▶ [Exercise objective] Count the lines in the rows below that contain the word "blue", and reply with the number alone.

[Dataset items]

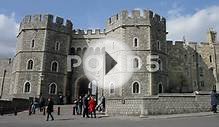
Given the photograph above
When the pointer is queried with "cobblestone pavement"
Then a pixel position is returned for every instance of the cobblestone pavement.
(66, 119)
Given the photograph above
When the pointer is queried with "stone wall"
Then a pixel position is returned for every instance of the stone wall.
(161, 104)
(5, 77)
(16, 104)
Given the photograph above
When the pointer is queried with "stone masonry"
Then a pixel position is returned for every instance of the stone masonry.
(44, 43)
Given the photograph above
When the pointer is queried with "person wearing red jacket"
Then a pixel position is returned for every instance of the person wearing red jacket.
(92, 106)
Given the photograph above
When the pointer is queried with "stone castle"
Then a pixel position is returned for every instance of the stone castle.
(44, 43)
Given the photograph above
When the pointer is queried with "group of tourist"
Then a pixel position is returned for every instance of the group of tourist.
(42, 104)
(87, 106)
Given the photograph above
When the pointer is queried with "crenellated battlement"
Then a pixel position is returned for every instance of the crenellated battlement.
(181, 43)
(89, 32)
(135, 17)
(46, 21)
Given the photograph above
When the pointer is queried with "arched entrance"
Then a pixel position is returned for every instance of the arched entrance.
(82, 85)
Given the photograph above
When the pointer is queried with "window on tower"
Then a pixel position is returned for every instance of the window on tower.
(30, 65)
(158, 45)
(27, 87)
(135, 42)
(32, 44)
(112, 88)
(54, 66)
(52, 88)
(57, 46)
(135, 87)
(135, 63)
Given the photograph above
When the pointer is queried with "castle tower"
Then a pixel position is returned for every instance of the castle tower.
(212, 36)
(145, 34)
(41, 56)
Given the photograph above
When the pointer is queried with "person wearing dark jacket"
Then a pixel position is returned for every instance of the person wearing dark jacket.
(49, 109)
(214, 101)
(85, 106)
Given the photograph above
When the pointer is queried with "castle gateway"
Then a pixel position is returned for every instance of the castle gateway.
(44, 43)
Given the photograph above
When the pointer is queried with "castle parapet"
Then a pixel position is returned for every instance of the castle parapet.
(134, 18)
(88, 32)
(46, 22)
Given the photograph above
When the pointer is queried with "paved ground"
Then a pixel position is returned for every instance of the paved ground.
(66, 119)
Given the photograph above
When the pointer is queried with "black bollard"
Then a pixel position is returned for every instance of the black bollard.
(15, 111)
(1, 110)
(58, 110)
(44, 111)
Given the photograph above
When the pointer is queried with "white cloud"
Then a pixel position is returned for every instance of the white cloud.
(8, 29)
(194, 27)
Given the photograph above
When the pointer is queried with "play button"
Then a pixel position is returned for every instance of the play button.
(107, 62)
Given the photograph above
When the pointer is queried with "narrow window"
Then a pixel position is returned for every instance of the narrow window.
(110, 21)
(27, 87)
(54, 66)
(210, 58)
(135, 63)
(72, 52)
(202, 83)
(160, 88)
(201, 71)
(30, 65)
(32, 44)
(158, 45)
(57, 46)
(135, 87)
(52, 88)
(135, 42)
(112, 88)
(160, 65)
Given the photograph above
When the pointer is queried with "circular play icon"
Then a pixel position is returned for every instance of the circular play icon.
(108, 62)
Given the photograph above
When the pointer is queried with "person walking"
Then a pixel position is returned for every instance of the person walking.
(42, 103)
(92, 106)
(79, 105)
(85, 106)
(214, 101)
(50, 109)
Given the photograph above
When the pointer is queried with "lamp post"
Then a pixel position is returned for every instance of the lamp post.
(3, 81)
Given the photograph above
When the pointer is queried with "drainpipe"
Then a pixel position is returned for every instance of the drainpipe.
(3, 81)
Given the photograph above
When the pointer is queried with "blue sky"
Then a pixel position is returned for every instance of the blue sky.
(189, 18)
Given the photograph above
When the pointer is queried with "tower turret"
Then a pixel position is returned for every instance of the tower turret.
(41, 56)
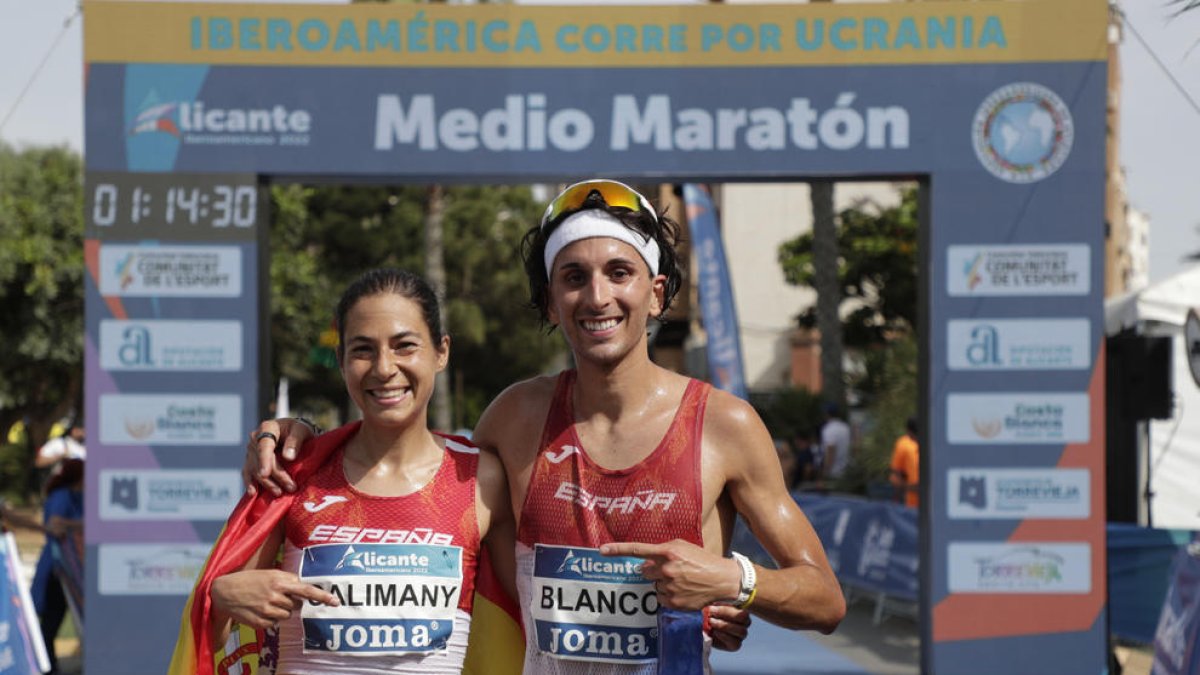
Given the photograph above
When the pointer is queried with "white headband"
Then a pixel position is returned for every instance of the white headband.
(591, 223)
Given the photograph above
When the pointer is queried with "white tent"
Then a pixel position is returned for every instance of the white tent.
(1162, 309)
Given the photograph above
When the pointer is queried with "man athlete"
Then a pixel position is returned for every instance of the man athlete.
(623, 458)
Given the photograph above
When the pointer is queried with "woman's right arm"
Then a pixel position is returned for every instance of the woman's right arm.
(261, 469)
(259, 595)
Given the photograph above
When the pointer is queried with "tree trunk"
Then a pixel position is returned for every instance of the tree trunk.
(436, 274)
(828, 287)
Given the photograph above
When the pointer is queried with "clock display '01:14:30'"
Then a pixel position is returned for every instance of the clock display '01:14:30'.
(220, 205)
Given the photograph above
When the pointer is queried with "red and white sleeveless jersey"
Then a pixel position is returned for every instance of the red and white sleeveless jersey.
(403, 569)
(586, 613)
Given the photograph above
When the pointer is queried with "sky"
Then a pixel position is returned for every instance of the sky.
(1159, 126)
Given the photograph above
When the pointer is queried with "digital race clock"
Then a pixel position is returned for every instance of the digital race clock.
(172, 205)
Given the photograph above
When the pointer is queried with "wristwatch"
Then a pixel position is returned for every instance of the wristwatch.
(749, 587)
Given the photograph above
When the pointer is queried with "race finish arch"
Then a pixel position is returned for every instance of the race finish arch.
(996, 107)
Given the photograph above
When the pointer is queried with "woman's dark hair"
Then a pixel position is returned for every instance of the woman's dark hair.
(70, 473)
(663, 230)
(388, 280)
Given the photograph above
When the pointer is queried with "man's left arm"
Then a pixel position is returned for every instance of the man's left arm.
(803, 593)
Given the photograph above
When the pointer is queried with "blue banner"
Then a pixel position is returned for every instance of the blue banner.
(22, 650)
(719, 315)
(1177, 640)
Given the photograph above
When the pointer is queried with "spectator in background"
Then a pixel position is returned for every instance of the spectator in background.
(834, 443)
(905, 473)
(808, 458)
(787, 461)
(10, 519)
(67, 446)
(63, 514)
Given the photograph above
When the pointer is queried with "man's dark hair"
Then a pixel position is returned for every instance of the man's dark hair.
(666, 232)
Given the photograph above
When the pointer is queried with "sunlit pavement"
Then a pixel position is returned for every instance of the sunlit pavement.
(857, 647)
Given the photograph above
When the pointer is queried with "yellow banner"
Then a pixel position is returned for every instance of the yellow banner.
(583, 36)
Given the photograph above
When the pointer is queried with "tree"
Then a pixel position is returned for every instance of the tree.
(41, 291)
(877, 276)
(825, 261)
(876, 269)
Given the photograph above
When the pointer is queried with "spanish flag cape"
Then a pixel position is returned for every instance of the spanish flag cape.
(496, 620)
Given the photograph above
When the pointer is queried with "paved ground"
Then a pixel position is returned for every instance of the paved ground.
(857, 647)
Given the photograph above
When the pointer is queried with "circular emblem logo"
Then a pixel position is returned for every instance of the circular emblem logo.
(1023, 132)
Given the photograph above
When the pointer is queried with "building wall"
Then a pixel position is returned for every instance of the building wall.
(755, 220)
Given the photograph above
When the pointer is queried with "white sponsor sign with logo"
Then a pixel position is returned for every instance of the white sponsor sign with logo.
(1019, 269)
(1019, 567)
(1018, 493)
(196, 345)
(169, 419)
(196, 272)
(1019, 344)
(1018, 417)
(150, 569)
(168, 494)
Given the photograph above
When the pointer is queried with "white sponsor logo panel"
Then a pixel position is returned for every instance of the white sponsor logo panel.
(1018, 418)
(171, 419)
(156, 345)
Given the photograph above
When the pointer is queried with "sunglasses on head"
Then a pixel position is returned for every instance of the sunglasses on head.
(594, 193)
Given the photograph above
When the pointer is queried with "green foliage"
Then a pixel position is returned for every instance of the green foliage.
(895, 366)
(41, 291)
(876, 267)
(324, 237)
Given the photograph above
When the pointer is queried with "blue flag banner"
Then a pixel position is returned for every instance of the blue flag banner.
(681, 641)
(719, 315)
(1177, 639)
(22, 650)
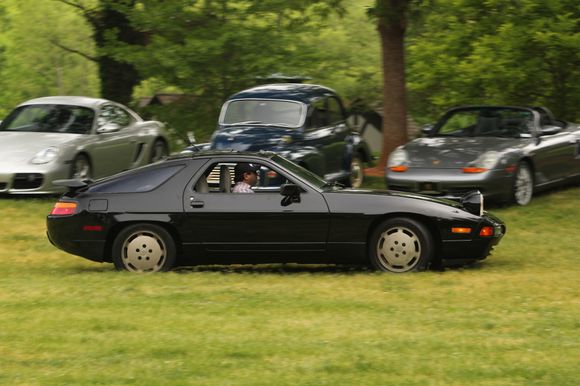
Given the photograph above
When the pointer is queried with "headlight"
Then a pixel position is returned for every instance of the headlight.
(483, 163)
(397, 158)
(45, 156)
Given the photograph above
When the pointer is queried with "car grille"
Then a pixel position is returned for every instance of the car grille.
(27, 181)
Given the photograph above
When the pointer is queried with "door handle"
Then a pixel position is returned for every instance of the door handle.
(195, 203)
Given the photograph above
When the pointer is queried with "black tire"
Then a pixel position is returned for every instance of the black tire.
(144, 248)
(401, 245)
(159, 151)
(81, 168)
(523, 184)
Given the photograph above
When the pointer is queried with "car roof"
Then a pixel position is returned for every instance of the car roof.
(217, 153)
(68, 100)
(304, 93)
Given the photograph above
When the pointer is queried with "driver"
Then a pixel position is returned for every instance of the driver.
(246, 176)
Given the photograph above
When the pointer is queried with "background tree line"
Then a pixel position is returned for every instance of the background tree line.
(454, 52)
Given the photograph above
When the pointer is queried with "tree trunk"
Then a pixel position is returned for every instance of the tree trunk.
(391, 27)
(118, 78)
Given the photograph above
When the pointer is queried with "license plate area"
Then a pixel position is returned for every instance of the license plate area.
(429, 187)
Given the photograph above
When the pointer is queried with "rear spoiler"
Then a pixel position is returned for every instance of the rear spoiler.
(73, 185)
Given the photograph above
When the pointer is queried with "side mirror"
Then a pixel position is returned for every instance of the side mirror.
(427, 129)
(108, 128)
(291, 194)
(550, 130)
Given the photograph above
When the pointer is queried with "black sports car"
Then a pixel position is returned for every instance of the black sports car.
(170, 213)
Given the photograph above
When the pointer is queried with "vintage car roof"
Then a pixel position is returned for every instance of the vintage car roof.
(67, 100)
(289, 91)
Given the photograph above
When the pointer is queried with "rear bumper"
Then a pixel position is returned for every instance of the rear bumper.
(451, 183)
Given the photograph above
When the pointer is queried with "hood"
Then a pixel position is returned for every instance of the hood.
(22, 147)
(252, 138)
(449, 152)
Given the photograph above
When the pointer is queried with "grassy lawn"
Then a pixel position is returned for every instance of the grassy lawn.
(513, 319)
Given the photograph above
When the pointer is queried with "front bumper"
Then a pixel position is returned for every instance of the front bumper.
(451, 183)
(33, 179)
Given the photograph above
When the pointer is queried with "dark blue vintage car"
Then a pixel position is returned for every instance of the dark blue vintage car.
(305, 123)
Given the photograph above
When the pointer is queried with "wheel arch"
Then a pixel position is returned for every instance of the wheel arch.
(118, 227)
(428, 222)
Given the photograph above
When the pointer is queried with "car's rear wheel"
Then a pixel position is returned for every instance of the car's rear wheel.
(523, 188)
(159, 151)
(144, 248)
(401, 245)
(81, 168)
(356, 172)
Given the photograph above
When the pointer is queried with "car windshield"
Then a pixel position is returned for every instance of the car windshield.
(304, 174)
(49, 119)
(487, 122)
(264, 112)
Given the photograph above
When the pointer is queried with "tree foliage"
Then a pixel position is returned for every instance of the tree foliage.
(33, 64)
(518, 52)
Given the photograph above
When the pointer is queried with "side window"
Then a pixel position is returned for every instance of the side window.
(141, 181)
(220, 178)
(111, 114)
(335, 112)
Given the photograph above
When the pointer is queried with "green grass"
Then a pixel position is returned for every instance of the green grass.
(513, 319)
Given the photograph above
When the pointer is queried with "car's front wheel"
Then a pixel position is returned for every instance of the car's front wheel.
(523, 187)
(81, 168)
(144, 248)
(401, 245)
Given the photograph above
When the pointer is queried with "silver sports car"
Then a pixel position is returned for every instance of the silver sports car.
(505, 152)
(63, 137)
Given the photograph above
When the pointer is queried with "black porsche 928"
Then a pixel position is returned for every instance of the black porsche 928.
(182, 211)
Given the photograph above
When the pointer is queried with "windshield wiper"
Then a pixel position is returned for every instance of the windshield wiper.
(243, 123)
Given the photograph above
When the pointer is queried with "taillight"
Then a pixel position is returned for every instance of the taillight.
(64, 208)
(474, 170)
(486, 232)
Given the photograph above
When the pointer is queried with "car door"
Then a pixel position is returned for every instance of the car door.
(250, 226)
(115, 147)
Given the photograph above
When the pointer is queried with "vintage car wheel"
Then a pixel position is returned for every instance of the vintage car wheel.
(144, 248)
(523, 188)
(356, 172)
(159, 151)
(81, 168)
(401, 245)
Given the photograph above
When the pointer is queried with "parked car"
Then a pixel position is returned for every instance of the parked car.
(61, 137)
(303, 122)
(167, 214)
(507, 153)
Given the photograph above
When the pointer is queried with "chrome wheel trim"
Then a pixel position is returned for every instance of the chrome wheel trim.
(143, 251)
(356, 173)
(398, 249)
(81, 169)
(159, 152)
(523, 188)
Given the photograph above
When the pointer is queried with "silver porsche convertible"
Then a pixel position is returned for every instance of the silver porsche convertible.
(63, 137)
(507, 153)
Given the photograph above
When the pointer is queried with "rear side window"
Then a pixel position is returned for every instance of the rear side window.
(143, 181)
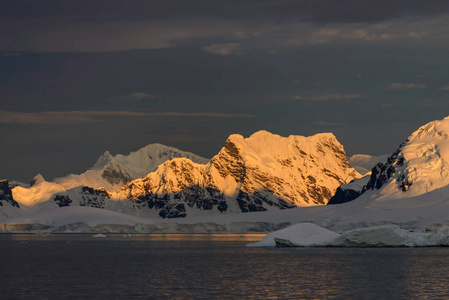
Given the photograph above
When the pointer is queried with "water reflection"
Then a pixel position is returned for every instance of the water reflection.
(224, 237)
(214, 266)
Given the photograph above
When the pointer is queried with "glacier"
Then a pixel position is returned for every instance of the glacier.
(311, 235)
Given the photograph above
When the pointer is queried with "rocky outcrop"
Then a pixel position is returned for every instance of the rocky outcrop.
(259, 173)
(418, 166)
(6, 194)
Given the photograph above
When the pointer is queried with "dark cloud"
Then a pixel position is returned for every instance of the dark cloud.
(346, 11)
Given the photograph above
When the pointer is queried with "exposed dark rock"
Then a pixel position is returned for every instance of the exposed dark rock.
(6, 194)
(62, 200)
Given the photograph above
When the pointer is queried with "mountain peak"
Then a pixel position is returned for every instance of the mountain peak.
(102, 161)
(37, 179)
(419, 166)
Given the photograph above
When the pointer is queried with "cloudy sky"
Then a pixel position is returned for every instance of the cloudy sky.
(81, 77)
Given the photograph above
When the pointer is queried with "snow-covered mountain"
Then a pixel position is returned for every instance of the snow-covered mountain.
(113, 172)
(262, 172)
(7, 203)
(363, 163)
(419, 166)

▶ [Task result] 8